# [Problem description]
In the entries below, find every line with the string "wooden" and copy it.

# [The records]
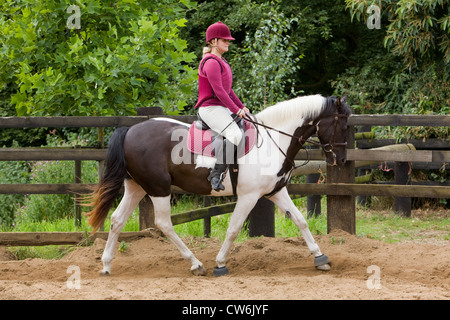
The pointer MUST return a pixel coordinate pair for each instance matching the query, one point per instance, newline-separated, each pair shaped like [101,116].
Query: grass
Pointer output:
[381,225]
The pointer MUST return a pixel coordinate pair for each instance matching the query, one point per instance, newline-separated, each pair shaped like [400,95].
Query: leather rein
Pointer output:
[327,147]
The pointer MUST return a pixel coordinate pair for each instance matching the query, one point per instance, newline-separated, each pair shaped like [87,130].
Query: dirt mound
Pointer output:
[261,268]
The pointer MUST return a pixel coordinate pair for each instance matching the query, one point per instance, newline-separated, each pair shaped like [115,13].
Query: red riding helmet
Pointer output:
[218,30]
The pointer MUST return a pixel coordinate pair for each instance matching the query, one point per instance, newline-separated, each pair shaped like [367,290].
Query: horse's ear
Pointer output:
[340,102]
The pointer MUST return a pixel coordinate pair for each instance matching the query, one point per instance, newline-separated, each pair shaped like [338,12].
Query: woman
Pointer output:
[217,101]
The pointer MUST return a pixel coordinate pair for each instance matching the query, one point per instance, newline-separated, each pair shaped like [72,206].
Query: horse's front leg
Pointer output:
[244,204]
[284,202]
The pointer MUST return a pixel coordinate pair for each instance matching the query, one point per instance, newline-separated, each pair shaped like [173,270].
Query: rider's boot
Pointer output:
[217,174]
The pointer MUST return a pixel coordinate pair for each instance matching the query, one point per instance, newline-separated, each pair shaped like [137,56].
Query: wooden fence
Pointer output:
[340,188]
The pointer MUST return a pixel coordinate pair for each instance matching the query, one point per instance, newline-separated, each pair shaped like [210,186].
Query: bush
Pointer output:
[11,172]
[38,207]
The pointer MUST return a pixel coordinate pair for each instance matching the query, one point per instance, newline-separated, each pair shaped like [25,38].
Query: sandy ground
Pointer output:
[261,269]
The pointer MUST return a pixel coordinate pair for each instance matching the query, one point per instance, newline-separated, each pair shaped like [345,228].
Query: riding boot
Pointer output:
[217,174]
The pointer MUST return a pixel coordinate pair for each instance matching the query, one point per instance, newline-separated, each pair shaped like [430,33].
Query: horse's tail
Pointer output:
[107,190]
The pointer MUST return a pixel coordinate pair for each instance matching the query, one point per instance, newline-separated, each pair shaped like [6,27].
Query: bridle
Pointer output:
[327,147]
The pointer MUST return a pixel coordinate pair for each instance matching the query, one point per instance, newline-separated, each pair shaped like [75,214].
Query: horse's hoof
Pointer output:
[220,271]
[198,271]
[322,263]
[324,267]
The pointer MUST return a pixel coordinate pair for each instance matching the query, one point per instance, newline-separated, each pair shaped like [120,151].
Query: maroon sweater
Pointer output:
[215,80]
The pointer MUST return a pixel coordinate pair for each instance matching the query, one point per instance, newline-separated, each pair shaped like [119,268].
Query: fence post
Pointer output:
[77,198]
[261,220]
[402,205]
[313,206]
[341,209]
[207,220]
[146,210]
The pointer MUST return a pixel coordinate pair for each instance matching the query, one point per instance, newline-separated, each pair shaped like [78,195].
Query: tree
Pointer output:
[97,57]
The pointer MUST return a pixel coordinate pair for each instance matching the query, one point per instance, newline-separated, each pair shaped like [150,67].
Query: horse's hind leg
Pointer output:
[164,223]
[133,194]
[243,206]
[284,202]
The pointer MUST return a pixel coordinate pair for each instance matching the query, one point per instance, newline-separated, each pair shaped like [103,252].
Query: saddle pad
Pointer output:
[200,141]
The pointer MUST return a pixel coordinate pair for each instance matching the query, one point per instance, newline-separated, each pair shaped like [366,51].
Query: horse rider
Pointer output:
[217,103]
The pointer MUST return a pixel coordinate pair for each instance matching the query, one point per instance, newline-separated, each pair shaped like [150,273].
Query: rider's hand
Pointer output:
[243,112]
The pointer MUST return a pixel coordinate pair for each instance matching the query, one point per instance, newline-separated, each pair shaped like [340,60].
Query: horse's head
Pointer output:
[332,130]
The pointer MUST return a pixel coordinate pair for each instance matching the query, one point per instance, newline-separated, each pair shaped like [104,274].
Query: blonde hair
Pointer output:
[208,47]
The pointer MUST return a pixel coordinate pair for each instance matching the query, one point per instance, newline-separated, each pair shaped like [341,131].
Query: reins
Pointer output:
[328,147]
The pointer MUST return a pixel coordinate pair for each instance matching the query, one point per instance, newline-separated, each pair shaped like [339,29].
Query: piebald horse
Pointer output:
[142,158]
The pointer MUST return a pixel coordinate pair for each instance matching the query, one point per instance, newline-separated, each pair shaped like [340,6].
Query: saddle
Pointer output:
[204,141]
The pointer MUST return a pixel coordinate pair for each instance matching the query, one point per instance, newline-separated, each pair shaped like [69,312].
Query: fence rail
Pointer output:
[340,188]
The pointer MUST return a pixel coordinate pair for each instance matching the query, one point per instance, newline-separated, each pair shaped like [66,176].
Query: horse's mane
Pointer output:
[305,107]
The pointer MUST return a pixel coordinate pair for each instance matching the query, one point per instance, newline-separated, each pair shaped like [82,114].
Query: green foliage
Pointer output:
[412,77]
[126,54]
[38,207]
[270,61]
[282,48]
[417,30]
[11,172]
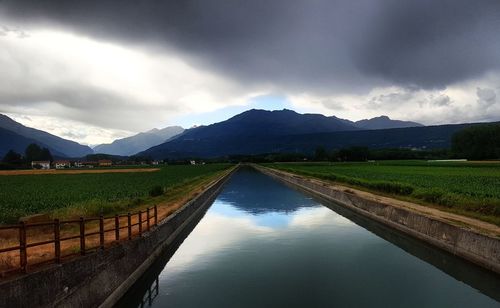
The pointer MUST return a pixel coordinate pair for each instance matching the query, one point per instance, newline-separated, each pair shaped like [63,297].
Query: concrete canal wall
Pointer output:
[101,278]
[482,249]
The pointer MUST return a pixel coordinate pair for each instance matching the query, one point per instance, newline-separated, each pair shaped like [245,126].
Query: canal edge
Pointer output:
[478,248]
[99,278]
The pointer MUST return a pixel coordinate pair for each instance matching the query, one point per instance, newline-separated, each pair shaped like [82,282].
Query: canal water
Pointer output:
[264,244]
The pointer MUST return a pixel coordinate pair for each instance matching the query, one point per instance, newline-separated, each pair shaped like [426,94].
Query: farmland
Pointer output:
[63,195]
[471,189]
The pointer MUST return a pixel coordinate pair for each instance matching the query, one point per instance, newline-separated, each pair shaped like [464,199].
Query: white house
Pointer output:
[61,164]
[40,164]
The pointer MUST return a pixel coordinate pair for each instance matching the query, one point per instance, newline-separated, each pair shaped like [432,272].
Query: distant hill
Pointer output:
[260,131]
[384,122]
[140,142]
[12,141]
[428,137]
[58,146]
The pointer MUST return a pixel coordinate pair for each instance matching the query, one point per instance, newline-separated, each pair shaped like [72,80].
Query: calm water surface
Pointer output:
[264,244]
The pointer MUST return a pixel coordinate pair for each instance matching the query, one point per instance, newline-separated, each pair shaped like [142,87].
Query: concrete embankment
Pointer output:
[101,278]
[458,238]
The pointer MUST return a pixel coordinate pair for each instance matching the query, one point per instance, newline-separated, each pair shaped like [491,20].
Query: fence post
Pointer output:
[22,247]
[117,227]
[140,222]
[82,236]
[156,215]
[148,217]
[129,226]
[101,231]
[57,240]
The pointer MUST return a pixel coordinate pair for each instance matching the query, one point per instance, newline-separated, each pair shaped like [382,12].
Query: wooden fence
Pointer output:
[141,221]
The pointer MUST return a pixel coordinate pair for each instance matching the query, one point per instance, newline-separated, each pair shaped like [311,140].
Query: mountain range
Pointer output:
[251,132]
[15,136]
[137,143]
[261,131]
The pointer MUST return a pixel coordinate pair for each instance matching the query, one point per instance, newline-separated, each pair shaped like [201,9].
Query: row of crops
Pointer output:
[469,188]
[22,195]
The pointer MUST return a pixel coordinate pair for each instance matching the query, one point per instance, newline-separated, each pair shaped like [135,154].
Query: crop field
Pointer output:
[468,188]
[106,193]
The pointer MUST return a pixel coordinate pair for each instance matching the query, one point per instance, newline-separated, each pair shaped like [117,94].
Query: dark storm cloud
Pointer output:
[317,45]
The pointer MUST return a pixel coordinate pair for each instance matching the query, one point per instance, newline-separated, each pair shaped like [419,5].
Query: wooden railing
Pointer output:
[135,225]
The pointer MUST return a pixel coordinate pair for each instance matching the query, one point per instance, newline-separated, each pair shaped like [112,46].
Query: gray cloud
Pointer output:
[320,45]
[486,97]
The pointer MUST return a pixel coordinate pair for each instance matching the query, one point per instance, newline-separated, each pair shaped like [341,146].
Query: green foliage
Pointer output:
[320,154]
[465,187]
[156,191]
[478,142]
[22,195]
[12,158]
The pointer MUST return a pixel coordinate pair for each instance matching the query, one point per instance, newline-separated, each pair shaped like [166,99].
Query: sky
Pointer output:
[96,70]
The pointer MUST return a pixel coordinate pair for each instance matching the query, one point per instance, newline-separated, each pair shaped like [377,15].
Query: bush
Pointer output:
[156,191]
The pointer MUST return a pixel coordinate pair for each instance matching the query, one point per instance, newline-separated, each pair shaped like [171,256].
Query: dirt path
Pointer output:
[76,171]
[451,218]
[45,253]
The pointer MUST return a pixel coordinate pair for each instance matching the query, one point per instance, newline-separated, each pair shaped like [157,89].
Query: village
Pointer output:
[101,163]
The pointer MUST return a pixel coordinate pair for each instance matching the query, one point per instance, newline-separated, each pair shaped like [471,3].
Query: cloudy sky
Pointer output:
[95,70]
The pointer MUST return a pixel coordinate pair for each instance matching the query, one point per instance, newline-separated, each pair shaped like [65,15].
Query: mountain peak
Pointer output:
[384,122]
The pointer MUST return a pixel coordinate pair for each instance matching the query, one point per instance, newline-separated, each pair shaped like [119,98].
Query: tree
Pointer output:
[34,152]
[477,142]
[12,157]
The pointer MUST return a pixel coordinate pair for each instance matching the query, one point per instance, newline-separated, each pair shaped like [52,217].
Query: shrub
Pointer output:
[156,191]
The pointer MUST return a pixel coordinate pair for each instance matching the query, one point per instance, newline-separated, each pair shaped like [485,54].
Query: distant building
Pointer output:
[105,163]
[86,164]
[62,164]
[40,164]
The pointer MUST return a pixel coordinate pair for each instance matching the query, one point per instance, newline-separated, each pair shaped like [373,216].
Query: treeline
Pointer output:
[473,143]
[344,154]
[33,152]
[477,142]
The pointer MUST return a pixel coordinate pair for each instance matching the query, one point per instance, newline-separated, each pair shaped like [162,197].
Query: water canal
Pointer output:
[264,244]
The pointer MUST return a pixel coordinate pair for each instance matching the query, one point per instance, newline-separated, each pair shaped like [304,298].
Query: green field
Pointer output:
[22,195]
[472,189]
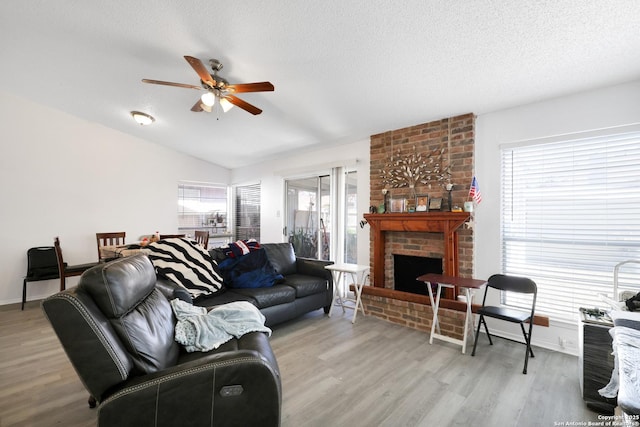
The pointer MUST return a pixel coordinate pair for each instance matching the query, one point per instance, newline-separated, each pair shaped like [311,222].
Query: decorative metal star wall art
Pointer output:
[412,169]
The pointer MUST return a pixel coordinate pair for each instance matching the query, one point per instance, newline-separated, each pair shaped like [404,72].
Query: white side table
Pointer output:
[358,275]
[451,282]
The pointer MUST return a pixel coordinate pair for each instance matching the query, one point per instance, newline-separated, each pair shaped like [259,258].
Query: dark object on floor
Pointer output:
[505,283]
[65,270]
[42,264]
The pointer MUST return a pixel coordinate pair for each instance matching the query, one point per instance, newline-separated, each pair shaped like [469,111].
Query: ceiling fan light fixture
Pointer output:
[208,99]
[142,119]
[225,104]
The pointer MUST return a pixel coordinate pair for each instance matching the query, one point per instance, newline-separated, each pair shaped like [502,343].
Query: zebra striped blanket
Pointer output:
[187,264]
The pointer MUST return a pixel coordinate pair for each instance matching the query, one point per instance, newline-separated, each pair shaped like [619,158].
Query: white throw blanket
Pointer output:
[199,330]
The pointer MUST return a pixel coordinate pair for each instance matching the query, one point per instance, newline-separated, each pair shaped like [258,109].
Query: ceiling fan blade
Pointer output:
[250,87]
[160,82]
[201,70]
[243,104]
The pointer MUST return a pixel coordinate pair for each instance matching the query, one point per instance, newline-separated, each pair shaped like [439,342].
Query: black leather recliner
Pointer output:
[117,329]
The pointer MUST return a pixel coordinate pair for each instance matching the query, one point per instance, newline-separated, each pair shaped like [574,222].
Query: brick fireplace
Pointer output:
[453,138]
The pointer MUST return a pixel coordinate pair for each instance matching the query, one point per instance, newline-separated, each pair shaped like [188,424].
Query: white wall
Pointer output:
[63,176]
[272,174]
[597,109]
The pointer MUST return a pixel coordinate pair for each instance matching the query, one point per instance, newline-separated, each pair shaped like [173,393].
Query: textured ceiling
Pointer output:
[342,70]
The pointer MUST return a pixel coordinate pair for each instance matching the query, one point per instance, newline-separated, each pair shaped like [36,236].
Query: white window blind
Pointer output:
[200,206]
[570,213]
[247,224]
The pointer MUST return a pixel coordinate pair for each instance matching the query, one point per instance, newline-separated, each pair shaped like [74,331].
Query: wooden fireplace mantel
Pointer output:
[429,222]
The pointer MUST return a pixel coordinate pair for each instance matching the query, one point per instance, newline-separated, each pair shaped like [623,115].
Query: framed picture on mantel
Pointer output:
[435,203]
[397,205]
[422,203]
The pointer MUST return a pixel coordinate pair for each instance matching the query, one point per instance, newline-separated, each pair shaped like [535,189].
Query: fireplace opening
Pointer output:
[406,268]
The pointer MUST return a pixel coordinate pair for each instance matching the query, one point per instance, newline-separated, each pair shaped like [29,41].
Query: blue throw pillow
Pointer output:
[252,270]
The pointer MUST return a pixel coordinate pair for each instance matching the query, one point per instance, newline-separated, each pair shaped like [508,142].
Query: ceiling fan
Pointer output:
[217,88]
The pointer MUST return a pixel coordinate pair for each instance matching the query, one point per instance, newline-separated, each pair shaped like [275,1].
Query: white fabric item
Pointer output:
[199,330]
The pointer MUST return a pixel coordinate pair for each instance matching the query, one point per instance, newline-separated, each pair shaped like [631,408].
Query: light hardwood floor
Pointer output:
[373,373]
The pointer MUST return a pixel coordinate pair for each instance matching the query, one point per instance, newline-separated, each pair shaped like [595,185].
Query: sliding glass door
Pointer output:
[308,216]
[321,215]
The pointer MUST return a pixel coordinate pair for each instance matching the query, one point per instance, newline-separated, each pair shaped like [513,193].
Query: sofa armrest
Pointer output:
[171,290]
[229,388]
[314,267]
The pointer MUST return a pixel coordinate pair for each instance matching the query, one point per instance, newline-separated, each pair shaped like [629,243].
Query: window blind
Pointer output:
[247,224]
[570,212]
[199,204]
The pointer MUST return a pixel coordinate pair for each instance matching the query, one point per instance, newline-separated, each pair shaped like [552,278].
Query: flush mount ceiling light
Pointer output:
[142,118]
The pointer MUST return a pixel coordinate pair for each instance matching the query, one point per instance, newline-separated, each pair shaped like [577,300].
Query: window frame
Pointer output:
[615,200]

# [Output of the task]
Query: wooden fence
Query: wooden fence
Query: wooden railing
Query: wooden fireplace mantel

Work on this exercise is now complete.